• _CHALLENGE_: Can you rewrite the records from the line with "occurrence of finger." through the end of the records, requests included, with every bounding-box coordinate in the answers multiplied by 1.35 and rounded to a whole number, halves rounded up? Return only those lines.
** BEGIN RECORDS PROVIDED **
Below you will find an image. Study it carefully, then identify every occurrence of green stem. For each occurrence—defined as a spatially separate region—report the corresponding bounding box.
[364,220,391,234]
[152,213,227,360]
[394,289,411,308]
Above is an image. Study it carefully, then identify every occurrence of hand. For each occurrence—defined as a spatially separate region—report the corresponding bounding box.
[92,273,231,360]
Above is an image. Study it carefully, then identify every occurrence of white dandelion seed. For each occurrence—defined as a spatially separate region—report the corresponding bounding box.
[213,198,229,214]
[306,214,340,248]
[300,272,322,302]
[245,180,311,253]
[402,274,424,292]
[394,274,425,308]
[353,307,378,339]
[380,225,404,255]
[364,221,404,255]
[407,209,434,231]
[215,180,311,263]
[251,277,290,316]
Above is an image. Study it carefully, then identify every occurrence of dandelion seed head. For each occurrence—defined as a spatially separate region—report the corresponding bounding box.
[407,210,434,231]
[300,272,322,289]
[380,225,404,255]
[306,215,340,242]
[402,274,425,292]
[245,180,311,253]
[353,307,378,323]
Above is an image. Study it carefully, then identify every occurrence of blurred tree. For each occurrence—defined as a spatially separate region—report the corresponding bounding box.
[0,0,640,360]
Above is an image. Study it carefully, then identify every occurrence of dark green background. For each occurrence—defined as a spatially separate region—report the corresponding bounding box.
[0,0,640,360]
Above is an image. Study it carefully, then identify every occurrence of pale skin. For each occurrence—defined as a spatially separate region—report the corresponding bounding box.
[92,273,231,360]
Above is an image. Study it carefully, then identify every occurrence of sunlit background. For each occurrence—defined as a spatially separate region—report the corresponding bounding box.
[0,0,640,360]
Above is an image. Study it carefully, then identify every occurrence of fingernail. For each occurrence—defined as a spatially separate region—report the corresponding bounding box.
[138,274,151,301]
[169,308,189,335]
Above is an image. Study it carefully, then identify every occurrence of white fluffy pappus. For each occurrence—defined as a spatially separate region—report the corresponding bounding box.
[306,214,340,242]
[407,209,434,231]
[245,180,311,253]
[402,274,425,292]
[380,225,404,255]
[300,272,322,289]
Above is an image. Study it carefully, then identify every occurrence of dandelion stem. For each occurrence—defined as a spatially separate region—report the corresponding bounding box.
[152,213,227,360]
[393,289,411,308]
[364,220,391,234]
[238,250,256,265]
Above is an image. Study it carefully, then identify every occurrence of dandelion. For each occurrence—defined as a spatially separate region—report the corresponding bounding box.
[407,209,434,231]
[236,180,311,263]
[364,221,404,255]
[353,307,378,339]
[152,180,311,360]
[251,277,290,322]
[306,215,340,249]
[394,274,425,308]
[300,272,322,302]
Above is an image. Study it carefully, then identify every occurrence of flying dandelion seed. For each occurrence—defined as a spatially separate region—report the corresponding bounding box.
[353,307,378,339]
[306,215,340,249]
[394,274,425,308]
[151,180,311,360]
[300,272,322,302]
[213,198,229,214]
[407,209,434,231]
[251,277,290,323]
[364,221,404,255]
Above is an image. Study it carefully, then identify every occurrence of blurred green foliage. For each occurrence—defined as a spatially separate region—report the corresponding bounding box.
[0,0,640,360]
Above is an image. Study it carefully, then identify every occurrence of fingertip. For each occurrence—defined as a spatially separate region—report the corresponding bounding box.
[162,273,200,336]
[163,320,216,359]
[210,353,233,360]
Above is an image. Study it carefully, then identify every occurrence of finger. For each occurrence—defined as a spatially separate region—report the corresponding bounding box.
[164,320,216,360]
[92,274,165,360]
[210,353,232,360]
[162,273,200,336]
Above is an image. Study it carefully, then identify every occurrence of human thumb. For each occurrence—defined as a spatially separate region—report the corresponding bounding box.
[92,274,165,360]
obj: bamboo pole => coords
** END RECORDS PROVIDED **
• _EXPECTED ANSWER_:
Above is an image. Study it carefully, then identify every occurrence of finger. For each occurrence—defined as a spatially separate region—report the corresponding bounding box.
[221,432,292,486]
[124,370,223,486]
[284,477,313,486]
[219,369,270,454]
Above is an image. Study it carefully, then identify every occurrence of human thumb. For each occurrence—defined as a spatially separate region—report the corresponding bounding box.
[124,370,223,486]
obj: bamboo pole => coords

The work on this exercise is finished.